■ What is needed: Your answer should be every line of the records that contains the word "sample", copied as it stands.

■ Information supplied:
--

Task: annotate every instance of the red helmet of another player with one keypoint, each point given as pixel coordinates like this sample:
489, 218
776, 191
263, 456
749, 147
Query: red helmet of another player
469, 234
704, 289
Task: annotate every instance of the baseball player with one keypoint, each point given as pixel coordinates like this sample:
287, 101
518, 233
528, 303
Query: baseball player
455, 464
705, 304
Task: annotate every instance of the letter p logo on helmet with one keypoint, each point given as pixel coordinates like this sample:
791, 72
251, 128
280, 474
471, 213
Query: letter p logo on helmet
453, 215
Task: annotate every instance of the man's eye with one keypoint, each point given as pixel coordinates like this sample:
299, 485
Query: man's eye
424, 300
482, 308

--

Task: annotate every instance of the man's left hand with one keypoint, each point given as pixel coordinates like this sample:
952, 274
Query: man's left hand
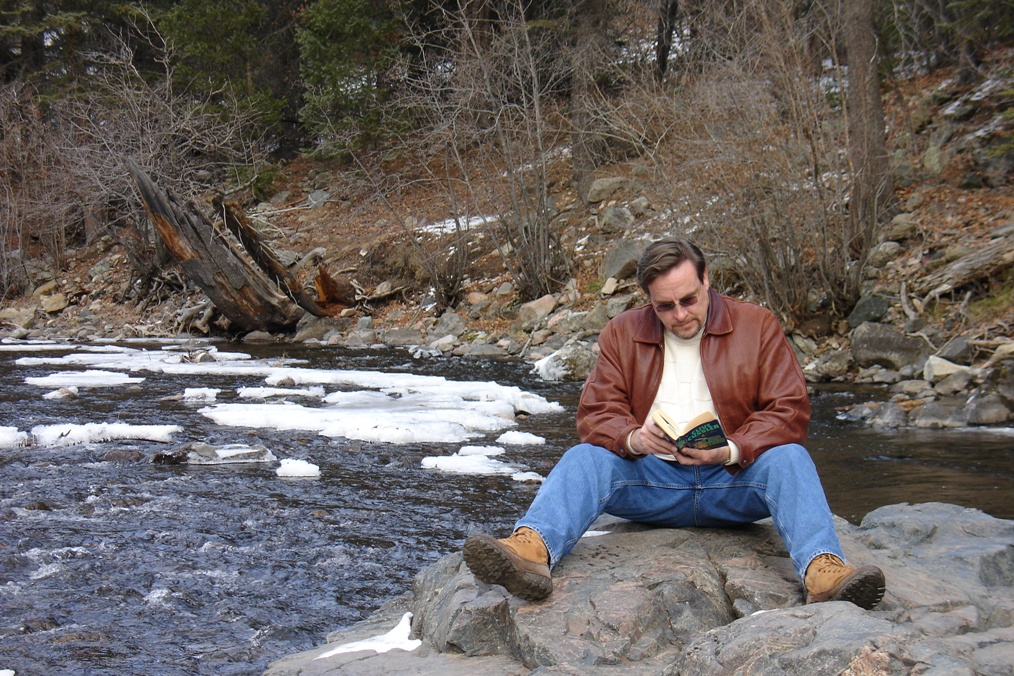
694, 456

--

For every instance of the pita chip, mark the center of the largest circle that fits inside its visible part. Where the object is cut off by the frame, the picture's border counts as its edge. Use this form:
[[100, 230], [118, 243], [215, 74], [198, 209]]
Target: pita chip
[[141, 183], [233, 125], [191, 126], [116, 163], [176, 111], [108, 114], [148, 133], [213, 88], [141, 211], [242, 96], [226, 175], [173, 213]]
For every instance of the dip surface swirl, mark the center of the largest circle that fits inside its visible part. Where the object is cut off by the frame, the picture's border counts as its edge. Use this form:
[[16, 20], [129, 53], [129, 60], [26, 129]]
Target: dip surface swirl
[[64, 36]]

--

■ Output:
Task: annotate every instance of the red helmet of another player with one keypoint, each point given as pixel coordinates like this sample:
Task: annotate every instance of the baseball player with one keypoint, each point given as pixel coordinates like this sample:
Task: annotate every instance of the letter p logo on helmet with one keypoint, each point given as pixel coordinates like this sample:
Task: annotate every instance of the man's eye with one keypoint, each point given as pixel coordinates like this sample:
Task: annotate every instance of the man's left hand with one keypoint, each point given as pixel coordinates like this sample:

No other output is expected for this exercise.